Porandubas nº 608
quarta-feira, 13 de fevereiro de 2019
Atualizado em 12 de fevereiro de 2019 15:24
Abro a coluna com uma historinha das Alagoas.
Jesus Cristo
Era aniversário de um bravo coronel de polícia de Palmeira dos Índios. Contrataram dois cantores para animar a festa. Os homens chegaram, violas em punho:
- Coronel, vamos cantar a sua vida.
- Nada disso, cantador de verdade não prepara, improvisa. Vou dar um mote, vocês cantam. E nada de minha vida. Quem vai ser cantado, hoje, é Jesus Cristo. E o mote é: - "Jesus Cristo veio ao mundo nos livrar das injustiças".
Um cantador olhou para o outro, cada qual mais branco. O coronel estava nervoso. O jeito era começar. Um tirou:
- Jesus Cristo veio ao mundo nos livrá das injustiça.
O outro respondeu:
- Quando ele tinha 15 anos rezou a primeira missa.
O primeiro engasgou. E foi em frente:
- Quando completou 18, sentou praça na poliça.
O coronel não gostou. Meteu os dois no xadrez.
Um vácuo no jornalismo
A morte de Ricardo Boechat abre um imenso vácuo no jornalismo. A frase é mais uma entre as milhares que circulam por ocasião do desaparecimento de celebridades, pessoas famosas. Mas, no caso de Boechat, a verdade do argumento está no fato de que ele era exceção na galeria dos âncoras de TV e comentaristas de rádio. Desenvolveu forte identidade. Inigualável. Discorria sobre temas que dominava de forma exemplar, informava, interpretava, opinava e até fazia humor, exercendo, assim, as quatro funções básicas do jornalismo: informar, interpretar, opinar e divertir.
Qualidade
Diferenciava-se pelo estilo inconfundível. Com seu vozeirão que entrava forte nos ouvidos da audiência (grande entre taxistas), era um crítico admirado. Batia forte nos agentes de erros e ilícitos. Formava opinião. Tinha como lastro a experiência das salas de jornais, onde foi chefe de redação, como no Jornal do Brasil. Buscava sempre o furo, a notícia em primeira mão, após conhecer panos de fundo para entender melhor os fatos de alcance social e político.
Tragédias se cruzam
Quantas tragédias nesse início de ano, hein? O lindo território das Minas Gerais é o palco central dos desastres. O de Mariana, ocorrido em 5 de novembro de 2015, a maior tragédia ambiental brasileira, cruzou com a tragédia de Brumadinho, acentuando o capítulo da irresponsabilidade da gestão pública no Brasil. No Rio, o incêndio no Centro de Treinamento do Flamengo, que vitimou 10 meninos em início de carreira futebolística, se somou às mortes perpetradas por gangues em disputa pelo mercado de drogas e as causadas por temporais.

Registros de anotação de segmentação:

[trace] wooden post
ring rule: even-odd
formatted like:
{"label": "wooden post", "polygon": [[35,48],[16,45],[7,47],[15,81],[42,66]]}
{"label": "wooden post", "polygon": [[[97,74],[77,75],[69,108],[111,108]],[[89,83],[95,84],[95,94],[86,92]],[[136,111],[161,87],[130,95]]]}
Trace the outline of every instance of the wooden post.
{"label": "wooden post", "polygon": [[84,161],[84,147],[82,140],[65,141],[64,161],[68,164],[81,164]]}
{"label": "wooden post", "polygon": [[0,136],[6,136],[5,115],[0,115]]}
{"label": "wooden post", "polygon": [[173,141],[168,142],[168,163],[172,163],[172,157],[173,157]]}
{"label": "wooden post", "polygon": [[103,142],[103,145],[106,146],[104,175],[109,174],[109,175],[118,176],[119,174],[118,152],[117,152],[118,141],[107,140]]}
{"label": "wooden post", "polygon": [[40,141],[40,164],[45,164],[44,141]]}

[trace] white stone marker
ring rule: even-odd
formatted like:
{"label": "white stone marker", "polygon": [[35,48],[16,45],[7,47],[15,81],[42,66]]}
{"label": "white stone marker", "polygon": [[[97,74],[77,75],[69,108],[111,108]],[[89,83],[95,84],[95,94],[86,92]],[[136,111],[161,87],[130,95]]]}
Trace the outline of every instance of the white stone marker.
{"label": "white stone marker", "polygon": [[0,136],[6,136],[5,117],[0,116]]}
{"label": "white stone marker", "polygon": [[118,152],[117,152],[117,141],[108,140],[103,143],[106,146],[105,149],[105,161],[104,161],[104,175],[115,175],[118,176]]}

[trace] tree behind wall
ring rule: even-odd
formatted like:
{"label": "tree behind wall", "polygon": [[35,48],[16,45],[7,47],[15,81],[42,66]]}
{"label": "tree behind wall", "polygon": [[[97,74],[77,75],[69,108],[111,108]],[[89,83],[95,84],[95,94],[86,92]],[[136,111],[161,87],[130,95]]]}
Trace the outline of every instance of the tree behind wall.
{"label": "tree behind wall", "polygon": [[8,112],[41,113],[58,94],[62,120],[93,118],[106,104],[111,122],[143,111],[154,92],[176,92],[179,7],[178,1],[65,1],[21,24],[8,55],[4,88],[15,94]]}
--
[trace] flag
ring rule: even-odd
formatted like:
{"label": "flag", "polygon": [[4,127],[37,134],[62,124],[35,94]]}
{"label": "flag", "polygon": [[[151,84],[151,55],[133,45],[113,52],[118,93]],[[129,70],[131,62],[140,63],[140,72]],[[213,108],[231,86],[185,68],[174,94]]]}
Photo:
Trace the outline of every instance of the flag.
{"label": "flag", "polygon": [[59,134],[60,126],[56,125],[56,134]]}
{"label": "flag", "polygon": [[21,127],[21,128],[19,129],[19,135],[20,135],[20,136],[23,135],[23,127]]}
...
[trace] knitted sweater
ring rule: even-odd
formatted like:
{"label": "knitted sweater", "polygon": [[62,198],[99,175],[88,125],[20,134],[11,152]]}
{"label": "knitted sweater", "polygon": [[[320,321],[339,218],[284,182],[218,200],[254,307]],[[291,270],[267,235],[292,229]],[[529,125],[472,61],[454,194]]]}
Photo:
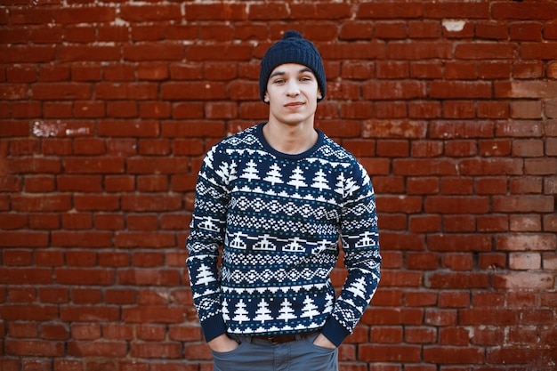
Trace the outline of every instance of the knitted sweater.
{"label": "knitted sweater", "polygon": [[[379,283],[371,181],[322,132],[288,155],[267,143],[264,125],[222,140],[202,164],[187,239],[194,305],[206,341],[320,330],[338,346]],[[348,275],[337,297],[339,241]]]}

- Instruções -
(a) Responda, com base na coluna:
(i) Em que cidade era o aniversário do coronel de polícia?
(ii) Em qual jornal Ricardo Boechat foi chefe de redação?
(iii) Em que data ocorreu a tragédia de Mariana?
(b) Transcreva da coluna o trecho que começa em "Porandubas nº 608" e vai até "a primeira missa.", incluindo estas palavras.

- Respostas por tarefa -
(a)
(i) Palmeira dos Índios.
(ii) Jornal do Brasil.
(iii) 5 de novembro de 2015.

(b)
Porandubas nº 608
quarta-feira, 13 de fevereiro de 2019
Atualizado em 12 de fevereiro de 2019 15:24
Abro a coluna com uma historinha das Alagoas.
Jesus Cristo
Era aniversário de um bravo coronel de polícia de Palmeira dos Índios. Contrataram dois cantores para animar a festa. Os homens chegaram, violas em punho:
- Coronel, vamos cantar a sua vida.
- Nada disso, cantador de verdade não prepara, improvisa. Vou dar um mote, vocês cantam. E nada de minha vida. Quem vai ser cantado, hoje, é Jesus Cristo. E o mote é: - "Jesus Cristo veio ao mundo nos livrar das injustiças".
Um cantador olhou para o outro, cada qual mais branco. O coronel estava nervoso. O jeito era começar. Um tirou:
- Jesus Cristo veio ao mundo nos livrá das injustiça.
O outro respondeu:
- Quando ele tinha 15 anos rezou a primeira missa.